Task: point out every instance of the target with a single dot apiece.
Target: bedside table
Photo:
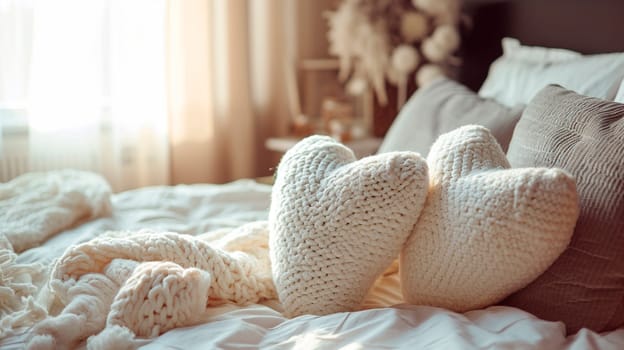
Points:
(361, 147)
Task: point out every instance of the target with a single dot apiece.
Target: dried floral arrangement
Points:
(393, 40)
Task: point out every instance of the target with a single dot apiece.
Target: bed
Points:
(106, 254)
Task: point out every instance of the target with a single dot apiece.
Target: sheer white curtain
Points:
(87, 79)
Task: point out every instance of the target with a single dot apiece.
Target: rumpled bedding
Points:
(212, 212)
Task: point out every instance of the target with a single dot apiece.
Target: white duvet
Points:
(384, 323)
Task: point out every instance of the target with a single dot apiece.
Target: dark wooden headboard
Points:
(586, 26)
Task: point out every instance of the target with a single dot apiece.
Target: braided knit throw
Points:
(124, 284)
(337, 223)
(486, 230)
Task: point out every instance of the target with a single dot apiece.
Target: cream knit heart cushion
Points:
(337, 223)
(486, 230)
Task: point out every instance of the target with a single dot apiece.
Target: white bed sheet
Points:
(385, 323)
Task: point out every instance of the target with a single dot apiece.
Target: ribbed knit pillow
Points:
(585, 136)
(486, 230)
(337, 223)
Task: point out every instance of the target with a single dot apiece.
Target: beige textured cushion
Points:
(585, 136)
(442, 107)
(337, 223)
(486, 230)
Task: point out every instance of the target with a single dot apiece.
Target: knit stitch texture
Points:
(143, 284)
(335, 224)
(486, 230)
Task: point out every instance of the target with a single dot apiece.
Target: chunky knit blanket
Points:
(123, 285)
(34, 207)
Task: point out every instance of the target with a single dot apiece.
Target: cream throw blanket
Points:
(122, 285)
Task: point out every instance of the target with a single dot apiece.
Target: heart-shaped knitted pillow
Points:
(486, 230)
(336, 222)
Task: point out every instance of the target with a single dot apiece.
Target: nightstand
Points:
(361, 147)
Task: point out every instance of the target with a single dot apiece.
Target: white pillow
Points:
(440, 107)
(514, 50)
(513, 81)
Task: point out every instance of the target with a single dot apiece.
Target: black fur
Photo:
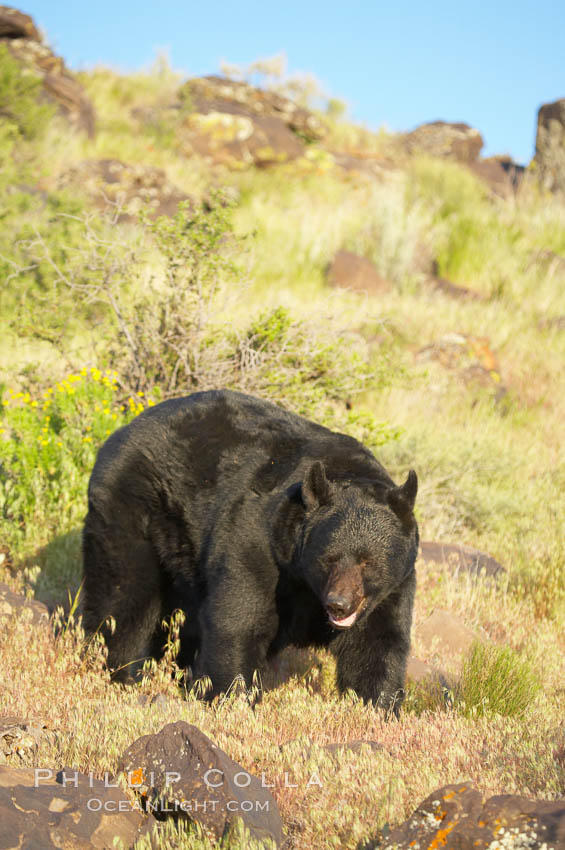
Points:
(260, 526)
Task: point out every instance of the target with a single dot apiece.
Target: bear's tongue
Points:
(346, 621)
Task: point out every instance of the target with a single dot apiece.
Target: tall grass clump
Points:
(495, 680)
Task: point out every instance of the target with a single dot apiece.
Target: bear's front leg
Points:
(238, 622)
(372, 656)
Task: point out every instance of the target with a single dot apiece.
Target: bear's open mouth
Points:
(346, 622)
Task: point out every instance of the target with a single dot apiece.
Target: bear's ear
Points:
(316, 489)
(401, 499)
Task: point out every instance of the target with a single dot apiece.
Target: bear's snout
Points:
(344, 596)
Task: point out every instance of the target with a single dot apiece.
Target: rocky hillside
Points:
(164, 235)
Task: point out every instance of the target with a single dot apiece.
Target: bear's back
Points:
(218, 437)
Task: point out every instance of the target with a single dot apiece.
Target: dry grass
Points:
(491, 474)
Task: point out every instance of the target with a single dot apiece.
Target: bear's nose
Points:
(338, 604)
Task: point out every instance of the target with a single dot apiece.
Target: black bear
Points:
(266, 529)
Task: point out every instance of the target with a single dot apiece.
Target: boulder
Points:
(180, 772)
(31, 610)
(127, 188)
(350, 271)
(41, 808)
(20, 735)
(453, 290)
(443, 634)
(550, 146)
(456, 817)
(470, 357)
(502, 175)
(459, 142)
(237, 124)
(460, 559)
(19, 33)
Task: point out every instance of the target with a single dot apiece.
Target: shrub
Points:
(495, 680)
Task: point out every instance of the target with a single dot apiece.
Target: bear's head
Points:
(359, 541)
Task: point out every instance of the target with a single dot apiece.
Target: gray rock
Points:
(44, 810)
(180, 773)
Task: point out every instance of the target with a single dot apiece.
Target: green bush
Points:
(495, 680)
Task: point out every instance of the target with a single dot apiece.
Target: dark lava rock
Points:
(180, 773)
(550, 146)
(19, 734)
(350, 271)
(41, 809)
(470, 357)
(459, 558)
(502, 175)
(239, 125)
(22, 38)
(32, 611)
(459, 141)
(126, 188)
(456, 817)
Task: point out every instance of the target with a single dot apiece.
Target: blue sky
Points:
(396, 64)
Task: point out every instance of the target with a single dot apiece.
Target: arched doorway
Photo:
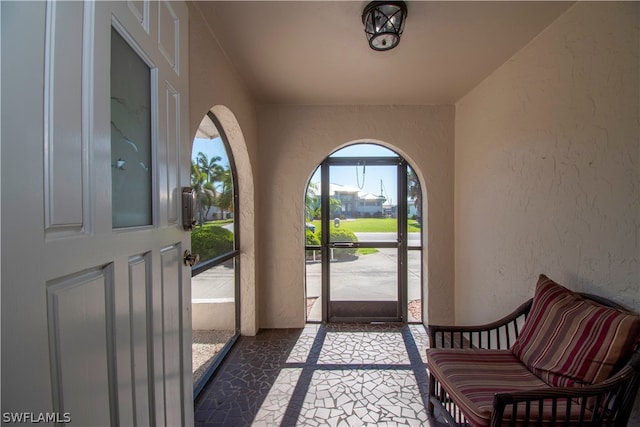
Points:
(215, 282)
(363, 249)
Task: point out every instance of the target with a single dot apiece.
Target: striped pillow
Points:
(568, 340)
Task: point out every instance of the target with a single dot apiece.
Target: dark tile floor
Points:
(322, 375)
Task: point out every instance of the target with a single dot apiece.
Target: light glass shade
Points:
(384, 23)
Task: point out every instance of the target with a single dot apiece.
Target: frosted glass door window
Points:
(131, 165)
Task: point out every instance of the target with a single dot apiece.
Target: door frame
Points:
(365, 311)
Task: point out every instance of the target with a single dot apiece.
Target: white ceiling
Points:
(315, 52)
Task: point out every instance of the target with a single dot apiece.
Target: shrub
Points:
(312, 238)
(210, 241)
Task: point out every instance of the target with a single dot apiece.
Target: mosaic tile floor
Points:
(322, 375)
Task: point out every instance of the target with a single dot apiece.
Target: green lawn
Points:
(372, 225)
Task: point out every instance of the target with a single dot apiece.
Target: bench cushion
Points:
(567, 340)
(473, 376)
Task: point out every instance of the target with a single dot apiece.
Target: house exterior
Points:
(534, 170)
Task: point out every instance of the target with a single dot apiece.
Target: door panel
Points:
(94, 319)
(363, 279)
(78, 327)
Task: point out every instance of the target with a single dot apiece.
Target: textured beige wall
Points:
(214, 85)
(547, 162)
(294, 140)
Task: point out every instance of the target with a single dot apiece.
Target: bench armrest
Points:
(595, 404)
(499, 334)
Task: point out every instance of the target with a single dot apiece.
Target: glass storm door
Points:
(362, 239)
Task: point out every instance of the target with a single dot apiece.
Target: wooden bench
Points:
(561, 359)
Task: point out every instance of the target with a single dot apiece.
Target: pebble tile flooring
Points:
(322, 375)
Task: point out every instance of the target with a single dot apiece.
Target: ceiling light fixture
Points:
(383, 23)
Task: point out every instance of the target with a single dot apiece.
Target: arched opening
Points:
(215, 283)
(363, 250)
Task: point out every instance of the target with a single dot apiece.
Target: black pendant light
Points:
(383, 23)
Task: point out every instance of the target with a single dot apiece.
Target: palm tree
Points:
(210, 166)
(225, 196)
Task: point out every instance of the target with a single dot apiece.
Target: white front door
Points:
(95, 296)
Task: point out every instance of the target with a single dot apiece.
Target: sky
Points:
(344, 175)
(353, 175)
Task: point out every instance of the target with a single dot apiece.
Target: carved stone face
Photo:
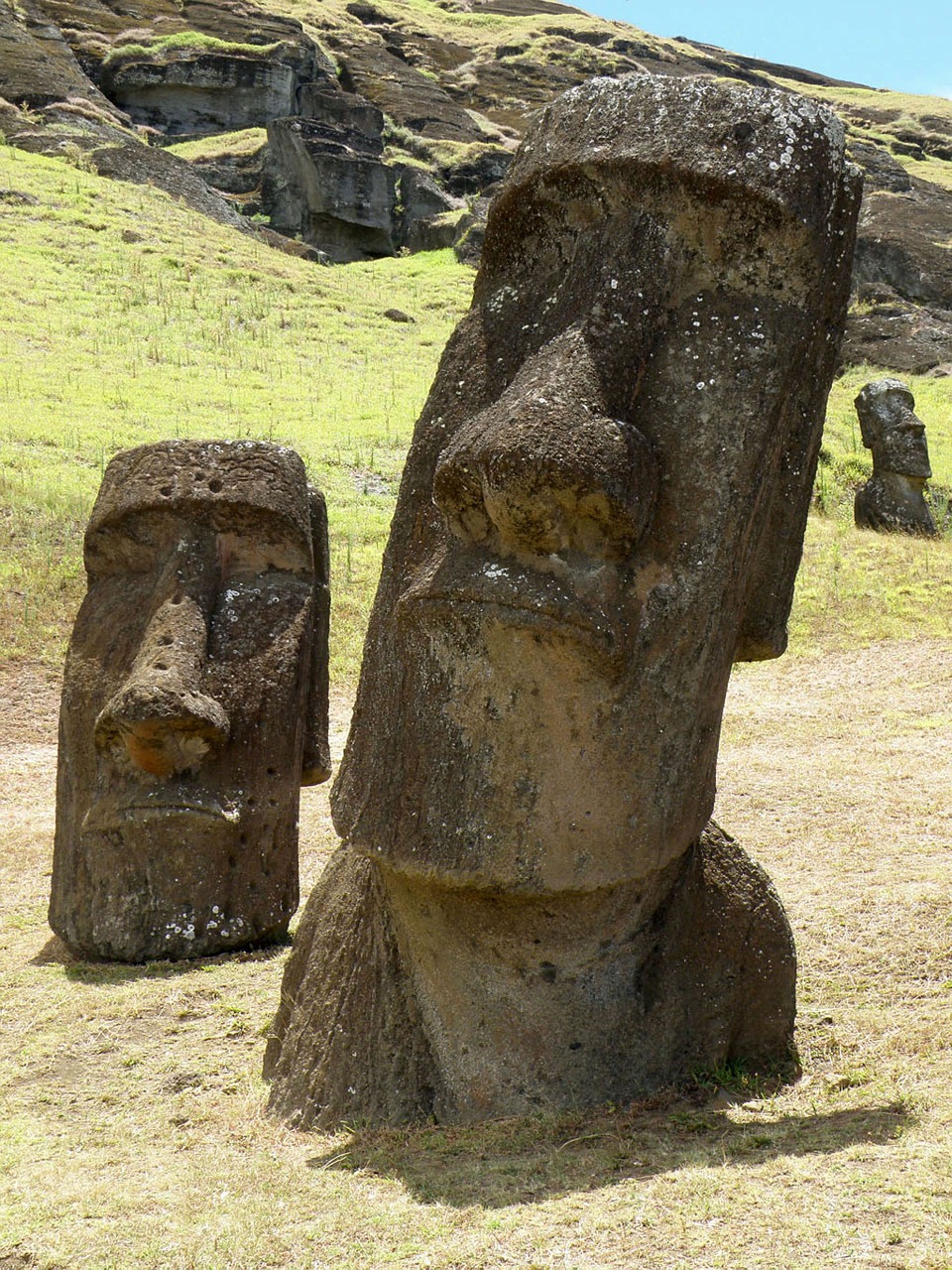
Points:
(604, 500)
(194, 702)
(892, 430)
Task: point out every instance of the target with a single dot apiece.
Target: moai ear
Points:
(763, 627)
(315, 763)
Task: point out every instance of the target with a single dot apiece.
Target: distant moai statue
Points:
(194, 702)
(602, 509)
(893, 498)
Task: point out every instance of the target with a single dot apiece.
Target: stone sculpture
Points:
(893, 498)
(194, 702)
(602, 509)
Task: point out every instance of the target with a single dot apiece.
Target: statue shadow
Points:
(95, 970)
(532, 1160)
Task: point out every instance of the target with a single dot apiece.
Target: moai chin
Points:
(602, 509)
(893, 498)
(194, 702)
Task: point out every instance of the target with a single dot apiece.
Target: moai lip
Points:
(893, 498)
(602, 511)
(194, 702)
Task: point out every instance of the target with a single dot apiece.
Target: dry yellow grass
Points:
(134, 1132)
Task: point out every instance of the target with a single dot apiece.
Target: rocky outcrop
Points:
(206, 93)
(456, 96)
(325, 180)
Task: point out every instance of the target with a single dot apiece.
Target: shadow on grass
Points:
(89, 970)
(527, 1161)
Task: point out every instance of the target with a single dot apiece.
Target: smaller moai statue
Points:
(194, 702)
(893, 498)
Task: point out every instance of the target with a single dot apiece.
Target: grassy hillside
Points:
(134, 1130)
(125, 318)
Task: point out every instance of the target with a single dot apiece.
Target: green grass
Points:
(126, 318)
(221, 145)
(184, 44)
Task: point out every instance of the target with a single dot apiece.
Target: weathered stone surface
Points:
(194, 702)
(204, 93)
(602, 509)
(327, 183)
(461, 94)
(893, 498)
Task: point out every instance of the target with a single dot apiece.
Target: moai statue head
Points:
(602, 511)
(194, 702)
(893, 498)
(604, 500)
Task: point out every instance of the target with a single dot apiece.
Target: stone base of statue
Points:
(407, 1001)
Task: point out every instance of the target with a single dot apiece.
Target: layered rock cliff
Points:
(384, 125)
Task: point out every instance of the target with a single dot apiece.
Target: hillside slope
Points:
(367, 127)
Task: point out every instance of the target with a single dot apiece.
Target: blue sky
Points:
(904, 46)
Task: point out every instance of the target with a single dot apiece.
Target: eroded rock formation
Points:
(194, 702)
(602, 509)
(893, 498)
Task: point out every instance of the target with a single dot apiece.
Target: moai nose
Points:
(544, 470)
(159, 721)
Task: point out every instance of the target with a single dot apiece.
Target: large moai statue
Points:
(194, 702)
(893, 498)
(602, 509)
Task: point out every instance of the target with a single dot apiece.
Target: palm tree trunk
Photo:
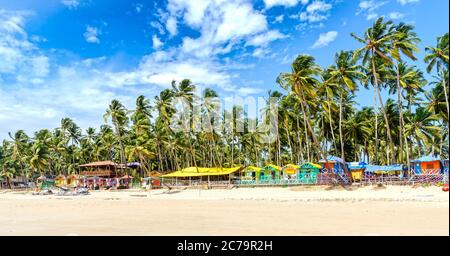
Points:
(400, 110)
(340, 126)
(299, 141)
(445, 90)
(331, 126)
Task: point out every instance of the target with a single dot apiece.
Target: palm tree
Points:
(421, 127)
(118, 114)
(405, 42)
(303, 82)
(377, 42)
(344, 73)
(438, 56)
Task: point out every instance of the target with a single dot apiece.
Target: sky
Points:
(70, 58)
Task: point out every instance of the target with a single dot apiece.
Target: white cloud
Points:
(220, 24)
(316, 11)
(265, 38)
(289, 3)
(71, 4)
(171, 25)
(279, 18)
(91, 34)
(372, 16)
(156, 42)
(404, 2)
(369, 7)
(138, 7)
(324, 39)
(396, 15)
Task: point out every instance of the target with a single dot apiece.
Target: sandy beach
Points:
(394, 210)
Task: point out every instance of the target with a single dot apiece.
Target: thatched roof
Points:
(100, 164)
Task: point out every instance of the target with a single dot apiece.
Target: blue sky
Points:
(70, 58)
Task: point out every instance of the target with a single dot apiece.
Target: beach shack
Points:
(382, 172)
(45, 183)
(444, 166)
(250, 175)
(60, 180)
(333, 164)
(426, 165)
(290, 171)
(100, 174)
(356, 170)
(201, 176)
(308, 173)
(72, 180)
(152, 181)
(270, 173)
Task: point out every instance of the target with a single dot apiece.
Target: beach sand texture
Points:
(395, 210)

----------

▶ _What to work on_: Gather up, from the records above, each line where the word "beige" appears.

▶ _Result of the exercise_:
Target: beige textured cushion
Target: textured beige wall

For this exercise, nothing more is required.